TASK REQUIREMENTS - The answer required is how many lines of the following entries contain the word "window", with no other words.

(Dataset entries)
※ ※ ※
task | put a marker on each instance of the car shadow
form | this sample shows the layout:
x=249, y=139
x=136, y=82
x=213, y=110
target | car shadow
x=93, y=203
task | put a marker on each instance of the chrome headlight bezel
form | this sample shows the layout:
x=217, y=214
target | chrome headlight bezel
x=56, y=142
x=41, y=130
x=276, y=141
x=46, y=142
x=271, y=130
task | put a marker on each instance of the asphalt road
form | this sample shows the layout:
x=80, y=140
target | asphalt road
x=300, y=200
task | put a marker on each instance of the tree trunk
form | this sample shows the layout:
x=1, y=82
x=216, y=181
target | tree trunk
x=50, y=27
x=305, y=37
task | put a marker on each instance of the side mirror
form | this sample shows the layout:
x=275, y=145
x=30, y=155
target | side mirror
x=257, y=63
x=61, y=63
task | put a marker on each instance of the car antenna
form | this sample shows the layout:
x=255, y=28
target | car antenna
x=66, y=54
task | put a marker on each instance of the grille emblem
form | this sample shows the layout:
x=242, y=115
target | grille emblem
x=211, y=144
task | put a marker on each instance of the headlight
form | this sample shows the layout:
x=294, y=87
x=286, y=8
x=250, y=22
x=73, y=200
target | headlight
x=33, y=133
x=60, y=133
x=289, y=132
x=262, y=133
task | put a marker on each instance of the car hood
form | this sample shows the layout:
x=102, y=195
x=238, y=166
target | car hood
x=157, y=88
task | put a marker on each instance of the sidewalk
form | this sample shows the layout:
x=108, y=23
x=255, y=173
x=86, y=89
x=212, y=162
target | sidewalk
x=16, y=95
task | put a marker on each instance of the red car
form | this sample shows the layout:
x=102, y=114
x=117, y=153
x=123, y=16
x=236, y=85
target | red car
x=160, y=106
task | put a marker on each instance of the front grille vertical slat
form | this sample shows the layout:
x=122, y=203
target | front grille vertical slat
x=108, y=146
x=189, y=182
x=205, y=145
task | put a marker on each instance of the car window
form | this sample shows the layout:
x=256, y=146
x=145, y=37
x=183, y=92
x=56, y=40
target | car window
※ ※ ※
SOLUTION FOR THIS TASK - 2